**Written request**
Write every record out again exactly as given.

**Exercise data**
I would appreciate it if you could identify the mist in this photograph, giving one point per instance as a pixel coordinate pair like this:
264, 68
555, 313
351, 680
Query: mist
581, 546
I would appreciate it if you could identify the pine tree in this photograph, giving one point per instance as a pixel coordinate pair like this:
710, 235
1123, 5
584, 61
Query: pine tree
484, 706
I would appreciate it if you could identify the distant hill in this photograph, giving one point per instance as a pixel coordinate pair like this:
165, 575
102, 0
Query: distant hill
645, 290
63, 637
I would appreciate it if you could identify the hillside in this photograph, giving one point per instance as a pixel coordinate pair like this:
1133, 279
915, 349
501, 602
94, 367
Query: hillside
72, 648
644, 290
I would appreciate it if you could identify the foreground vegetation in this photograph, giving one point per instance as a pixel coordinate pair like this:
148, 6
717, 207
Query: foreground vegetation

**Written reply**
I would appreciate it if you could identify the mist in this photograph, giving one point per instance as a pixel coordinate pair like this:
264, 68
555, 313
351, 680
Query: mist
581, 546
I would appreciate it if you could identify the pine tree in this photograph, giving one point per instance as a pixel coordinate pair like this:
710, 235
1123, 5
584, 61
Query: pine tree
484, 706
I would appreciate it if you could identify the distant hill in this photograph, giving one point per instance as a pixel coordinate pair like this:
165, 575
102, 0
Query: distant hill
645, 290
63, 637
I would appreciate it if you could identify the hillside in this photograph, giving one point per instance as a pixel coordinate pair like this:
1133, 279
915, 349
501, 602
94, 367
Query: hillside
72, 648
644, 290
I would appreciate it if you could identify the foreground vegetation in this photograph, giving one point per instance as a pixel coordinate pair like this:
148, 6
717, 207
Query: foreground vegetation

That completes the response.